### Cuplikan Teks
◇ ◇ ◇
Tuama Minsel

Tuama Minahasa Selatan

Selasa, 20 Januari 2009

Tanggapan atas pernyataan Gubernur Sarundajang sebelumnya KAIN BENTENAN: SIAPA JIPLAK SIAPA ?

(Oleh:Joutje Ariel Koapaha: Pemerhati Sejarah/Budaya Minahasa; Dosen UNIMA)

Membaca dan mencermati pernyataan Gubernur Sulawesi Utara, bapak Drs. S.H. Sarundajang di halaman depan harian surat kabar Komentar yang terbit Rabu (26/09/2007) dengan judul “Gubernur: Jangan Jiplak Tenunan Kain Bentenan” mengundang penulis untuk menanggapinya karena banyak hal-hal yang belum jelas dan membingungkan. Apalagi pernyataan Gubernur Sarundajang tersebut ditujuhkan kepada para pedagang kain atau siapa saja, yang bila melalukan tiruan atau jiplakan atas karya budaya kain tenun Bentenan, dapat dituntut secara hukum oleh Yayasan Karema. Bagi penulis pernyataan Gubernur dan klaim Yayasan Karema itu masih sangat kabur dan tidak mendasar. Sebab yang namanya kain tenun Bentenan asli, disitu melekat hampir semua etnik Minahasa yang ada sekarang dimana aspek historisnya belum ada kesepahaman dan kesepakatan diantara yang berkompeten. Bahkan hal ini sempat berkembang hangat dalam tanya-jawab peserta seminar sehari (namun tidak memperoleh jawaban yang jelas dan meyakinkan dari para Pemakalah dalam seminar tersebut) yang berlangsung pada 26 September 2007 di wisma Sofie, Bentenan Center Desa Kolongan Atas Sonder, Kabupaten Minahasa, dimana penulis turut aktif berpartisipasi sebagai peserta seminar tersebut. Bahkan ada seorang ibu yang mempertanyakan ”mengapa Bentenan Senter tidak dibangun di wilayah wanua Bentenan, Kecamatan Posumaen Kabupaten MITRA sekarang” ? Bagi penulis, Yayasan Karema hanya dapat menuntut mereka (atau siapa saja) yang meniru atau menjiplak hasil desain, karya, dan kreasi yang merupakan produk baru dari Yayasan Karema semata wayang. Karena yang namanya Kain Tenun Bentenan seperti Pinatikan Bantik, Kaiwu Patola, dan lain-lain itu telah dibuat dan sudah eksis sejak ratusan tahun bahkan berabad yang lalu, lantas kemudian hilang dari peredarannya sejak 200 tahun terakhir. Ibaratnya kain tenun Bentenan ini sama dengan ikan Si Raja Laut (Coelacanth sp) yang sudah dinyatakan punah/hilang lantas beberapa tahun terakhir ini diketemukan kembali di perairan sekitar pulau Sulawesi, bahkan dikawasan reklamasi Teluk Manado. Walaupun ikan tersebut diketemukan di laut Sulawesi oleh nelayan pantai Bahu dan oleh peneliti Jepang Cs, mereka tidak pernah mengklaim sebagai pemilik lesensi (apalagi otentik) atas ikan si Raja Laut tersebut.
◇ ◇ ◇
### Soal 1
Kembalikan tanpa perubahan baris-baris di bawah, mulai dari baris paling awal sampai baris yang memuat "469 220 L 466", dengan kedua baris itu ikut disertakan.
Teks di atas sama sekali tidak berkaitan dengan baris-baris yang ada di bawah.

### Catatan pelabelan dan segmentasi
◇ ◇ ◇
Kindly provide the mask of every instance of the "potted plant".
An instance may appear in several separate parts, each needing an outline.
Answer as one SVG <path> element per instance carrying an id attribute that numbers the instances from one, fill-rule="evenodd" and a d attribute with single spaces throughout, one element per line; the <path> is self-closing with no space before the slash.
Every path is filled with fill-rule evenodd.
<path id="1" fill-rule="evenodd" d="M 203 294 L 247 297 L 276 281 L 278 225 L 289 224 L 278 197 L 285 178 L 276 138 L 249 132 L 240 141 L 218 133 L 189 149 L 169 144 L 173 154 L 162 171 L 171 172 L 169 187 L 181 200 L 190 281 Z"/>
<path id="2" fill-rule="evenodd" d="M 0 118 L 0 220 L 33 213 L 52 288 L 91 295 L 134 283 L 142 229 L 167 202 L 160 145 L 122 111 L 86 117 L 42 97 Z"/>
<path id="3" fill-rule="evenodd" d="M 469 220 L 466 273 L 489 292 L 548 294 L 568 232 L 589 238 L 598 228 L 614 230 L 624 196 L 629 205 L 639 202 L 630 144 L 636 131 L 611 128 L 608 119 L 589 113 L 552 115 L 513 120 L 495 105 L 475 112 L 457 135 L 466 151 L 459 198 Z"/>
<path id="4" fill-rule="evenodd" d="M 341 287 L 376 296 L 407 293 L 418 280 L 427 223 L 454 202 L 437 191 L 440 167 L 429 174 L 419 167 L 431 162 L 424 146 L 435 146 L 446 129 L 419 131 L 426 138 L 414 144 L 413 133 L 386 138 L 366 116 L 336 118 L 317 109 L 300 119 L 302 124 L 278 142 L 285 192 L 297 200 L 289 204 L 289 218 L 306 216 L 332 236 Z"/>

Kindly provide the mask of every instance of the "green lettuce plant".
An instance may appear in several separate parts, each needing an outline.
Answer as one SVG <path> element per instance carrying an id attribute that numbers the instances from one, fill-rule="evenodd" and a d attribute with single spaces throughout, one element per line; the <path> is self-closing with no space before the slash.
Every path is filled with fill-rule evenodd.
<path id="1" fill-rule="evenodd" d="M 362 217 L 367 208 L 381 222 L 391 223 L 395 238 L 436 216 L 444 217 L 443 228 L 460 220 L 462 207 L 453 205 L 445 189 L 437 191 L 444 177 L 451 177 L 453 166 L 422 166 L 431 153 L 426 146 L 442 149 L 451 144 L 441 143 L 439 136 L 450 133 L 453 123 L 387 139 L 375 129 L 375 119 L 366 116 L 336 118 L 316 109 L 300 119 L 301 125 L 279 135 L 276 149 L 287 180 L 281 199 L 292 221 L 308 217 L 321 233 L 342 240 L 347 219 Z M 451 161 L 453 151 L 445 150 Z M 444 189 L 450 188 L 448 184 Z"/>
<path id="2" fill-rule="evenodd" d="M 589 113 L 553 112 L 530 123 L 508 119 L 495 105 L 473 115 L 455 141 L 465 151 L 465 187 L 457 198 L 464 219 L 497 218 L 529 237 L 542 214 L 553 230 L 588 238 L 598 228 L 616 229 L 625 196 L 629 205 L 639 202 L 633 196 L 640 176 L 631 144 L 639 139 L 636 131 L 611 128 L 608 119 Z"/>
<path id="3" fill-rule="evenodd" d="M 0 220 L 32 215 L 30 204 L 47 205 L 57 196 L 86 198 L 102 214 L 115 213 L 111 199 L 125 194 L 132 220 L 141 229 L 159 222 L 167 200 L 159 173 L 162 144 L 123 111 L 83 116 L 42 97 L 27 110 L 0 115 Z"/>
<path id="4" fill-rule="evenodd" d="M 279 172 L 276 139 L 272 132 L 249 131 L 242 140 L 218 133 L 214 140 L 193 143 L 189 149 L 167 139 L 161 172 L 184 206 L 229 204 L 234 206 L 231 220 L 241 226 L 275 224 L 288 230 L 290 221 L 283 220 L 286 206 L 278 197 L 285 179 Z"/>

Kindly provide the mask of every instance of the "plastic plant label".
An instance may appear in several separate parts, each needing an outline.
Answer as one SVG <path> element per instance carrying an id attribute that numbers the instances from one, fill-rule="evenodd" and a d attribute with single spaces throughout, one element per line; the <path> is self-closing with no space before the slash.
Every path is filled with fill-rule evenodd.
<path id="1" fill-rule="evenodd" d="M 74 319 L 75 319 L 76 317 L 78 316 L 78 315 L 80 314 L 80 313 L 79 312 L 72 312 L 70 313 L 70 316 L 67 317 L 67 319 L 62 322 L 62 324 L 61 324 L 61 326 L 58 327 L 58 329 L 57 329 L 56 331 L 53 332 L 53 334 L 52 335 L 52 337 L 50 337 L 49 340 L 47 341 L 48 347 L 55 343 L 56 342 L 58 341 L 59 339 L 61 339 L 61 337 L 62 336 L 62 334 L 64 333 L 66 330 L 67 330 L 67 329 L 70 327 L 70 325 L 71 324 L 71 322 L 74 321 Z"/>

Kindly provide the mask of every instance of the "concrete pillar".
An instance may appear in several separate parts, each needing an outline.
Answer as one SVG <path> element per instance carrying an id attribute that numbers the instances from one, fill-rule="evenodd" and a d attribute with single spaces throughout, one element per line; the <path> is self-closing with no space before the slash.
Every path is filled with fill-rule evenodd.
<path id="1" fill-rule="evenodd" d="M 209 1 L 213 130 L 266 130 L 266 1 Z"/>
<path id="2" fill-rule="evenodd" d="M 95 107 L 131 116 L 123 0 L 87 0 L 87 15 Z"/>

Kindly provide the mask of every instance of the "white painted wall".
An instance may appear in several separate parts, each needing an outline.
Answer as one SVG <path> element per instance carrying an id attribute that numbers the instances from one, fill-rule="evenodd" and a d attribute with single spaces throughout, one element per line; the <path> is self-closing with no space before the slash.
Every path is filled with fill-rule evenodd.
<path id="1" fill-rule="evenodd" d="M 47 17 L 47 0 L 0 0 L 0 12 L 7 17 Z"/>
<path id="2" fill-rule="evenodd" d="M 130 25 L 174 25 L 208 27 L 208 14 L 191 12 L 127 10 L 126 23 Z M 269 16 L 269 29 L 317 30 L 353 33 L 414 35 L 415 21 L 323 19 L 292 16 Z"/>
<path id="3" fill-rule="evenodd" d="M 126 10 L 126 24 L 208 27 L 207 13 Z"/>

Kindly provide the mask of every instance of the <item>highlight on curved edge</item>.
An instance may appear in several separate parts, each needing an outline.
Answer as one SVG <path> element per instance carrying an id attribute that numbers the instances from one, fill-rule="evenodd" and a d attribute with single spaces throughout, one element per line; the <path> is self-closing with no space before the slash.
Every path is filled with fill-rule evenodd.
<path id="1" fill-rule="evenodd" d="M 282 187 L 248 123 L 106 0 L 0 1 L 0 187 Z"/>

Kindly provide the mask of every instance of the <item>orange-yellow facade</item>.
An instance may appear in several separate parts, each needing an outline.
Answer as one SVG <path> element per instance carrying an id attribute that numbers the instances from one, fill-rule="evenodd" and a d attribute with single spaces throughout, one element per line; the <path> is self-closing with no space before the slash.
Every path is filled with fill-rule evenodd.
◇ ◇ ◇
### Soal 2
Menurut cuplikan teks tentang kain Bentenan, sejak kapan kain tenun Bentenan hilang dari peredaran?

### Penyelesaian Soal 1
Kindly provide the mask of every instance of the "potted plant".
An instance may appear in several separate parts, each needing an outline.
Answer as one SVG <path> element per instance carrying an id attribute that numbers the instances from one, fill-rule="evenodd" and a d attribute with single spaces throughout, one element per line; the <path> is self-closing with no space before the slash.
Every path is filled with fill-rule evenodd.
<path id="1" fill-rule="evenodd" d="M 203 294 L 247 297 L 276 281 L 278 225 L 289 224 L 278 197 L 285 178 L 276 138 L 249 132 L 240 141 L 218 133 L 189 149 L 169 144 L 173 154 L 162 171 L 171 172 L 169 187 L 181 200 L 190 281 Z"/>
<path id="2" fill-rule="evenodd" d="M 0 118 L 0 220 L 33 213 L 52 288 L 91 295 L 134 283 L 142 229 L 167 202 L 160 145 L 122 111 L 86 117 L 42 97 Z"/>
<path id="3" fill-rule="evenodd" d="M 469 220 L 466 273 L 489 292 L 548 294 L 568 232 L 589 238 L 598 228 L 614 230 L 624 196 L 629 205 L 639 202 L 630 144 L 636 131 L 611 128 L 608 119 L 589 113 L 552 115 L 513 120 L 495 105 L 475 112 L 457 135 L 466 151 L 459 198 Z"/>

### Penyelesaian Soal 2
Sejak 200 tahun terakhir.